Photo-based referring expression data
[Start of Attachment]

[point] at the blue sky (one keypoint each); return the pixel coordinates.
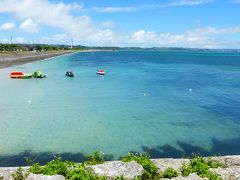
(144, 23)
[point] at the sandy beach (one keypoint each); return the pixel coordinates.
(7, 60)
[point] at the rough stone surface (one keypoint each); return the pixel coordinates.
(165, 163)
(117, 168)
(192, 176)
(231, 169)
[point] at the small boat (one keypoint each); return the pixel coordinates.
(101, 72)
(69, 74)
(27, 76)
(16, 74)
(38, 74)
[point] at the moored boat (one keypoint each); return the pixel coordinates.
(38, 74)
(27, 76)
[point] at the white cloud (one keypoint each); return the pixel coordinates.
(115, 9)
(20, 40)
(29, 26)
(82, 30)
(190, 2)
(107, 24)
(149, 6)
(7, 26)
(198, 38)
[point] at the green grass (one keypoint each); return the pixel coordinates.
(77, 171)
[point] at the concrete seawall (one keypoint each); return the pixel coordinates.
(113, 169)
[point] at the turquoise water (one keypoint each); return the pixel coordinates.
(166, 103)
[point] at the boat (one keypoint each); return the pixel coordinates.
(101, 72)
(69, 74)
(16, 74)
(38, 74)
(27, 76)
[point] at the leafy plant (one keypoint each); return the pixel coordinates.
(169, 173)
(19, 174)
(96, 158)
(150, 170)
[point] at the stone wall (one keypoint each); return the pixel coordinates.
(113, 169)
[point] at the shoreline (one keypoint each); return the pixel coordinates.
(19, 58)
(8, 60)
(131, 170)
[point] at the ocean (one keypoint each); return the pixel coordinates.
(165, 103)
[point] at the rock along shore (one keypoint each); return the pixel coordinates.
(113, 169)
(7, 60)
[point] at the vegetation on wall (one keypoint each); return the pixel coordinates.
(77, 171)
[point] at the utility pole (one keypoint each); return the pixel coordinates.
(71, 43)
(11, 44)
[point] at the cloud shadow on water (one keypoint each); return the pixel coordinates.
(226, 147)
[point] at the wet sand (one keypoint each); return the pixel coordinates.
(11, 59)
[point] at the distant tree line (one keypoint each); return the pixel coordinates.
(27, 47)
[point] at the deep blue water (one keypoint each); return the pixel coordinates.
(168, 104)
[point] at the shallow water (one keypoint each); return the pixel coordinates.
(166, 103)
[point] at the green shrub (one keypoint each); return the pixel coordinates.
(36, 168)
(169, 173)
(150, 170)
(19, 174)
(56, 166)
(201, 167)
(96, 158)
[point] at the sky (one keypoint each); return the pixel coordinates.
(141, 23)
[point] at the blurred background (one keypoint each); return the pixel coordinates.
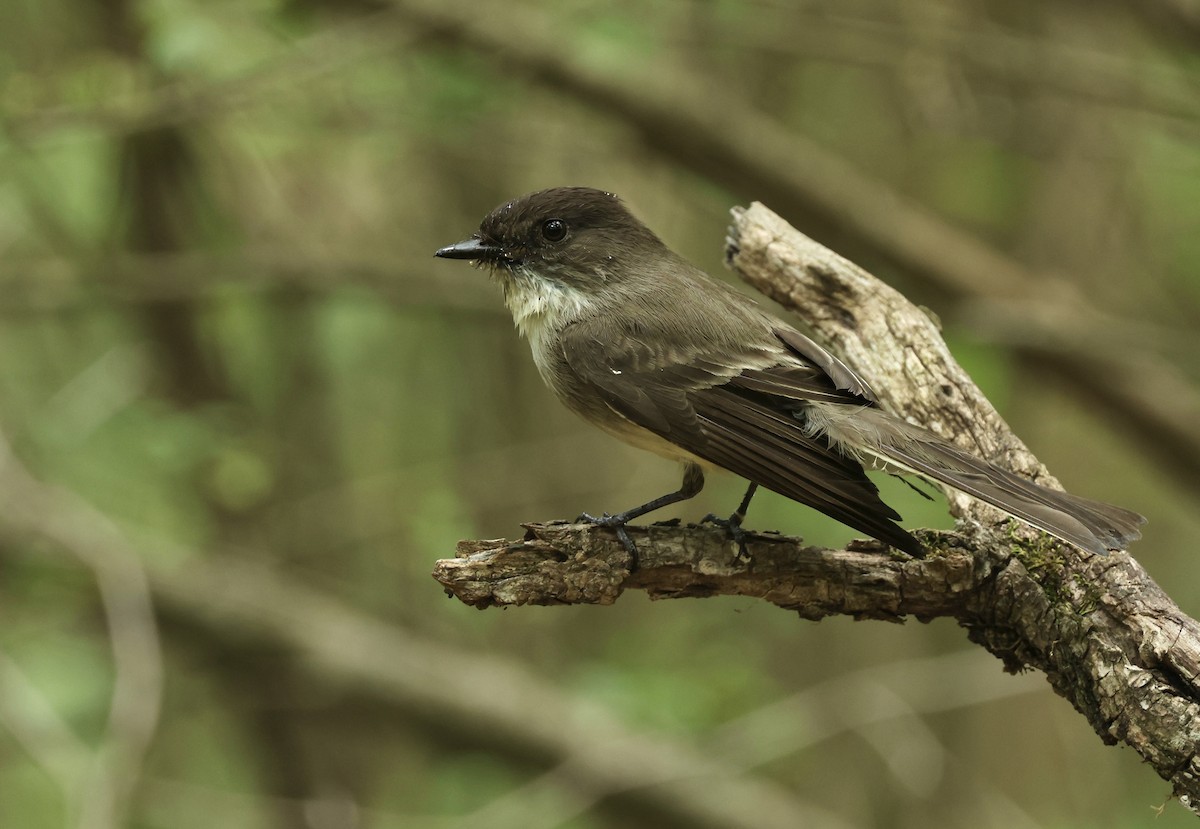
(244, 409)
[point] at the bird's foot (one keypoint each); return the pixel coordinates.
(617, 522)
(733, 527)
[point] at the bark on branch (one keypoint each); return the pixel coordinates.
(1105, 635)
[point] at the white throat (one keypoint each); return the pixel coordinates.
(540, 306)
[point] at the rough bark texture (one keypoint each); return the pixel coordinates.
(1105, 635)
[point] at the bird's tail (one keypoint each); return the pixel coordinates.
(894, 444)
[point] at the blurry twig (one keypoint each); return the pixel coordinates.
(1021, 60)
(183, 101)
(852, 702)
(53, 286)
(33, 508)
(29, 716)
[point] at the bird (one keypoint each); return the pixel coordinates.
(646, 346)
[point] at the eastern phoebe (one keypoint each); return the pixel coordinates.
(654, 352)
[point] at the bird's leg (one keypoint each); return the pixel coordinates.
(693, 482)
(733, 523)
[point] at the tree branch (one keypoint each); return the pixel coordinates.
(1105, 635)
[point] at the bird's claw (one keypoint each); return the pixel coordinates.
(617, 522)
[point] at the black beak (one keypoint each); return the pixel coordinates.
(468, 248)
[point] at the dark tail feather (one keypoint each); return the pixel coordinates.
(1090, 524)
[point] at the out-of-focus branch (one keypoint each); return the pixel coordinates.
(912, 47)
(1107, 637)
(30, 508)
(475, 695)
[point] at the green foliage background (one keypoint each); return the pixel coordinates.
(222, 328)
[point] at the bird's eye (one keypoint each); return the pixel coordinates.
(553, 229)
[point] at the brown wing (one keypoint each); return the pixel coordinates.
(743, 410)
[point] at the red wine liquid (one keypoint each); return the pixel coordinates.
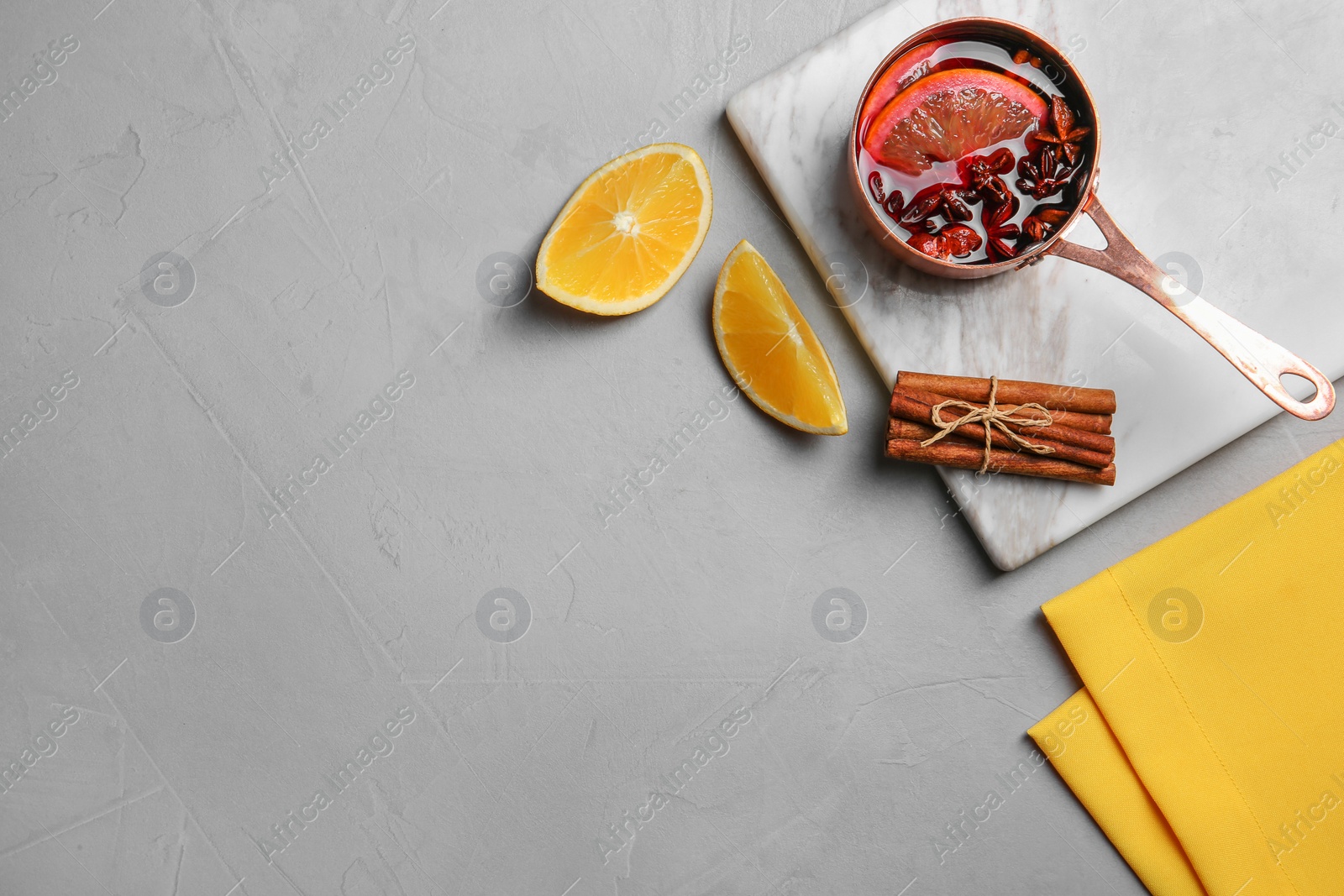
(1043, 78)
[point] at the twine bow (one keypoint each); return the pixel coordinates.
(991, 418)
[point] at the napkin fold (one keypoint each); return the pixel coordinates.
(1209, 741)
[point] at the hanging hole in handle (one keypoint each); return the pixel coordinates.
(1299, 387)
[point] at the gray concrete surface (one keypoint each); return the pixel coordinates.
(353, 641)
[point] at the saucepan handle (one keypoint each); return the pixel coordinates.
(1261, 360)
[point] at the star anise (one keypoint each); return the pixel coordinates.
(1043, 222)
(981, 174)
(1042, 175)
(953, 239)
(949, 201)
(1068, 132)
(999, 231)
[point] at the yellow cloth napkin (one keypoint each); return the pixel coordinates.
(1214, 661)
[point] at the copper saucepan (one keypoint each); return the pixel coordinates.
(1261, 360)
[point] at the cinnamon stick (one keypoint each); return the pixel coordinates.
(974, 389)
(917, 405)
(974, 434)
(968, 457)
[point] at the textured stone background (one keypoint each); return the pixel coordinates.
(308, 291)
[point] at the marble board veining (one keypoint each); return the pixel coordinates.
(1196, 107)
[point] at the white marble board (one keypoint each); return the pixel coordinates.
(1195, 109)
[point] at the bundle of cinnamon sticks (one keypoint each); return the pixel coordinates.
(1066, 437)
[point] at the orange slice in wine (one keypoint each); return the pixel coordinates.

[End of Attachment]

Activity: Return all of the data exactly as written, and drop the pictures.

Answer to the exercise:
[point] at the blue sky (one keypoint each); return the pixel coordinates.
(144, 23)
[point] at the sandy beach (one keypoint each); return the pixel coordinates.
(7, 60)
[point] at the rough stone surface (one keypoint each); return the pixel coordinates.
(165, 163)
(117, 168)
(192, 176)
(231, 169)
[point] at the small boat (one keypoint each); return the pixel coordinates.
(101, 72)
(69, 74)
(27, 76)
(16, 74)
(38, 74)
[point] at the moored boat (one keypoint each); return the pixel coordinates.
(38, 74)
(27, 76)
[point] at the white cloud (one keypoint each); return the pixel coordinates.
(115, 9)
(20, 40)
(29, 26)
(82, 30)
(190, 2)
(107, 24)
(149, 6)
(7, 26)
(198, 38)
[point] at the green grass (one keypoint each); return the pixel coordinates.
(77, 171)
[point] at the concrete seawall (one keypoint each); return the pixel coordinates.
(113, 169)
[point] at the turquoise water (one keypoint each); return the pixel coordinates.
(166, 103)
[point] at the boat (one keypoint each); return the pixel coordinates.
(101, 72)
(69, 74)
(16, 74)
(38, 74)
(27, 76)
[point] at the leafy plant (one keypoint each); return the pixel coordinates.
(169, 173)
(19, 174)
(96, 158)
(150, 170)
[point] at the stone wall (one keypoint each); return the pixel coordinates.
(113, 169)
[point] at the shoreline (one keypoint each); return the pixel coordinates.
(19, 58)
(8, 60)
(131, 170)
[point] at the ocean (one keypoint each); return the pixel coordinates.
(165, 103)
[point] at the rock along shore (one keypoint each); return the pixel coordinates.
(113, 169)
(7, 60)
[point] at the vegetation on wall (one keypoint each); return the pixel coordinates.
(77, 171)
[point] at the utility pole (one keypoint each); return the pixel coordinates.
(71, 43)
(11, 44)
[point] at the cloud shadow on water (one keypoint each); return the pixel coordinates.
(226, 147)
[point] at the wet sand (one keypoint each); return the pixel coordinates.
(11, 59)
[point] at the distant tree line (one keypoint each); return the pixel coordinates.
(27, 47)
[point] at the deep blue water (one keypoint each); return the pixel coordinates.
(168, 104)
[point] at the shallow water (one keypoint each); return the pixel coordinates.
(166, 103)
[point] at the green shrub (one keypoint each); return the pixel coordinates.
(36, 168)
(169, 173)
(150, 170)
(19, 174)
(56, 166)
(201, 167)
(96, 158)
[point] at the sky (one keypoint each); return the pixel coordinates.
(141, 23)
[point] at the blurred background (one keypoint each); return the pixel coordinates.
(244, 409)
[point] at the bird's foot (one keypoint each); return the pixel coordinates.
(617, 522)
(733, 527)
[point] at the bark on branch (one keypoint each); return the pixel coordinates.
(1105, 635)
[point] at the white throat (one keypoint each); return the pixel coordinates.
(540, 306)
[point] at the rough bark texture (one keypoint each); return the pixel coordinates.
(1105, 635)
[point] at the bird's tail (one keypoint each); return the pixel coordinates.
(894, 444)
[point] at the blurry twig (one keypoint each); return the pixel coordinates.
(1021, 60)
(183, 101)
(852, 702)
(53, 286)
(33, 508)
(29, 716)
[point] at the bird (one keypoint each); return the pixel coordinates.
(646, 346)
[point] at the eastern phoebe (one keypoint each); return the pixel coordinates.
(654, 352)
[point] at the bird's leg (one keypoint each); return the pixel coordinates.
(693, 482)
(733, 523)
[point] at the tree branch (one keypoint each); return the pixel coordinates.
(1105, 635)
[point] at the bird's claw (one keypoint each); return the pixel coordinates.
(617, 522)
[point] at the black beak (one keypoint each); return the pixel coordinates.
(468, 248)
[point] at the dark tail feather (one keypoint each); return the pixel coordinates.
(1090, 524)
[point] at the out-of-focus branch (one keypoint each); return the pixel coordinates.
(912, 47)
(1107, 637)
(30, 508)
(475, 695)
[point] at the green foliage background (one keypoint each); return the pixel coordinates.
(222, 328)
[point] at the bird's eye (one keypoint each); return the pixel coordinates.
(553, 229)
[point] at the brown wing (one keypoint each); return the pixel coordinates.
(743, 410)
[point] at the red wine liquid (one keypoint each); return the pixel coordinates.
(1043, 78)
[point] at the twine bow (one keypoint each); return the pixel coordinates.
(991, 418)
[point] at the napkin fold (one keypoint each); return the pixel coordinates.
(1209, 741)
[point] at the hanging hole in handle (one keypoint each); return the pixel coordinates.
(1299, 387)
[point] at the gray concrete surface (one keypoint each); return the pixel coordinates.
(353, 641)
[point] at the saucepan handle (one keypoint each); return the pixel coordinates.
(1261, 360)
[point] at the star anise (one keypoint each); return the pixel coordinates.
(1043, 222)
(981, 174)
(1042, 175)
(953, 239)
(949, 201)
(1068, 132)
(999, 231)
[point] at the yellow cloth napkin (one keypoint each); return the pixel coordinates.
(1214, 661)
[point] at the copper saucepan (one keypoint each); return the pixel coordinates.
(1261, 360)
[point] at the cinnamon stick (one keypoint each); return the pixel coordinates.
(974, 389)
(917, 405)
(974, 434)
(968, 457)
[point] at the textured stone background (one keypoint each); return the pixel coordinates.
(308, 291)
[point] at the marble board veining (one keypoint each); return the pixel coordinates.
(1196, 107)
[point] at the white marble board (one keypoint each); return the pixel coordinates.
(1195, 109)
[point] at the bundle of cinnamon sticks (one keypoint each); return the pixel coordinates.
(1066, 437)
[point] at the orange slice in wine (one keypoint each); return the pixel coordinates.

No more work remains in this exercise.